(begin)
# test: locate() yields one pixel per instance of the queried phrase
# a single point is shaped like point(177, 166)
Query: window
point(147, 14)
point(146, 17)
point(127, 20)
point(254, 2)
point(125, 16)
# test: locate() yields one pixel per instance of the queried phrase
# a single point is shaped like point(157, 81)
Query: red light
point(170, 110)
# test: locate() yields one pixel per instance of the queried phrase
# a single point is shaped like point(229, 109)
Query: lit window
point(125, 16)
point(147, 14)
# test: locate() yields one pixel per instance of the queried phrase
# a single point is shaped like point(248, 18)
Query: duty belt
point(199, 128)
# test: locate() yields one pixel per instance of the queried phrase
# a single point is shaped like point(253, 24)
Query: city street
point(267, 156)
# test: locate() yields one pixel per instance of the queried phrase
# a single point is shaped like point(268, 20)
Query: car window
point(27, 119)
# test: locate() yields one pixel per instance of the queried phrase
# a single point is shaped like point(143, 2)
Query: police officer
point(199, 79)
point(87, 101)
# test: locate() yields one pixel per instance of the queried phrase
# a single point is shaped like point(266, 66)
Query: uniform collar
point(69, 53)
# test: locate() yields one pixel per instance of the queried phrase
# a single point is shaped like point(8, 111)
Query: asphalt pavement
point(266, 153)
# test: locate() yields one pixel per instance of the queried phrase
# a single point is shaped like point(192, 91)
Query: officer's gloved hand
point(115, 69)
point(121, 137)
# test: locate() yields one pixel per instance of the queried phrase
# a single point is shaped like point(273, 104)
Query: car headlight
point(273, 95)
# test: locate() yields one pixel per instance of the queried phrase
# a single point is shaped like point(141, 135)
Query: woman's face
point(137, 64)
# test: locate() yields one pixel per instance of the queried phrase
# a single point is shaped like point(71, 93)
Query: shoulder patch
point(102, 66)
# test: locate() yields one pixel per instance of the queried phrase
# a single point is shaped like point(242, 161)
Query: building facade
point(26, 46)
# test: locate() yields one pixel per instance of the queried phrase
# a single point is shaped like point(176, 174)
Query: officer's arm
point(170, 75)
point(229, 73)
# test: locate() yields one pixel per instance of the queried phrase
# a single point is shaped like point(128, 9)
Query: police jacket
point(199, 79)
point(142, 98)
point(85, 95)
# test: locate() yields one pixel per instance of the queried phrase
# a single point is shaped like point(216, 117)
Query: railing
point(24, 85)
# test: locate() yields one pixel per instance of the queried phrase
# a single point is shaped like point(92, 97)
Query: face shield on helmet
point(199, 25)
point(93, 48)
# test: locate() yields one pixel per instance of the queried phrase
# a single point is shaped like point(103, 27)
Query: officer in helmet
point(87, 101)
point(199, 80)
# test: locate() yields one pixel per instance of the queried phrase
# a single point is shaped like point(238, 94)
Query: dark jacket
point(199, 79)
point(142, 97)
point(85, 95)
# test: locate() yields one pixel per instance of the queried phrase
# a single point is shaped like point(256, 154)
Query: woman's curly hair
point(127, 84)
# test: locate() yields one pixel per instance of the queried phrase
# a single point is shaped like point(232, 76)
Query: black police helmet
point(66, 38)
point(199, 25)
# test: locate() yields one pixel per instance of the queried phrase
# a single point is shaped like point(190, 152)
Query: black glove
(end)
(begin)
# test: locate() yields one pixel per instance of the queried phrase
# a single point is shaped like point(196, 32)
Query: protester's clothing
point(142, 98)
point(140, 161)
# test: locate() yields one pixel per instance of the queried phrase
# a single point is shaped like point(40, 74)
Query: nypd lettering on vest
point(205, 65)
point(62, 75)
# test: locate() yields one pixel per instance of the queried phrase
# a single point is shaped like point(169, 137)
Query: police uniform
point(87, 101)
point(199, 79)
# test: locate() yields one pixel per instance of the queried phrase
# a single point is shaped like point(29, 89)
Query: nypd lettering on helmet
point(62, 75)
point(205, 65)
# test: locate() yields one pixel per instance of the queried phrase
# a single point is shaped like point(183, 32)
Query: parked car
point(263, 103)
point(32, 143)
(end)
(begin)
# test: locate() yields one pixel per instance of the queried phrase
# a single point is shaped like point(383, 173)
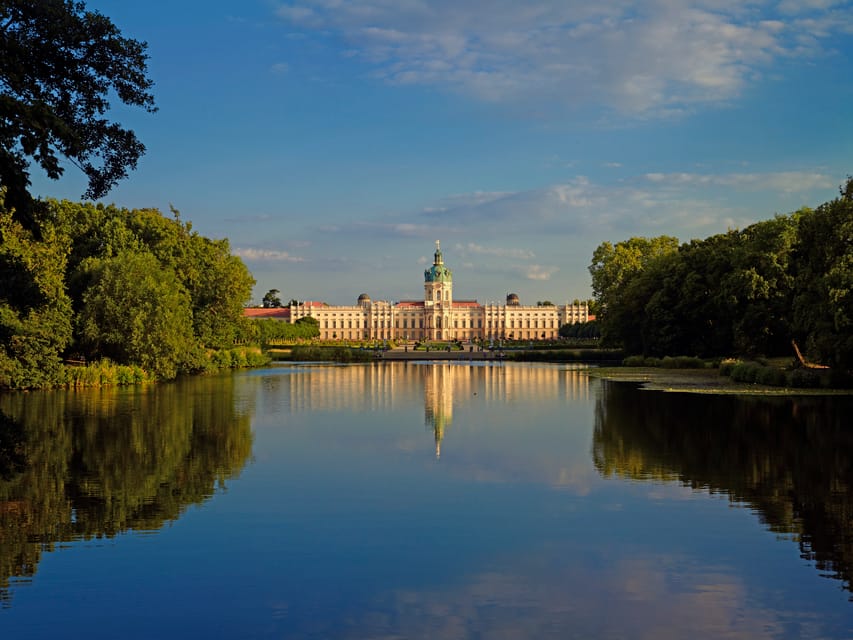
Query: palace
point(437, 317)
(end)
Give only the number of rows above that contain the string "officer", counting uppercase and lowercase as different.

4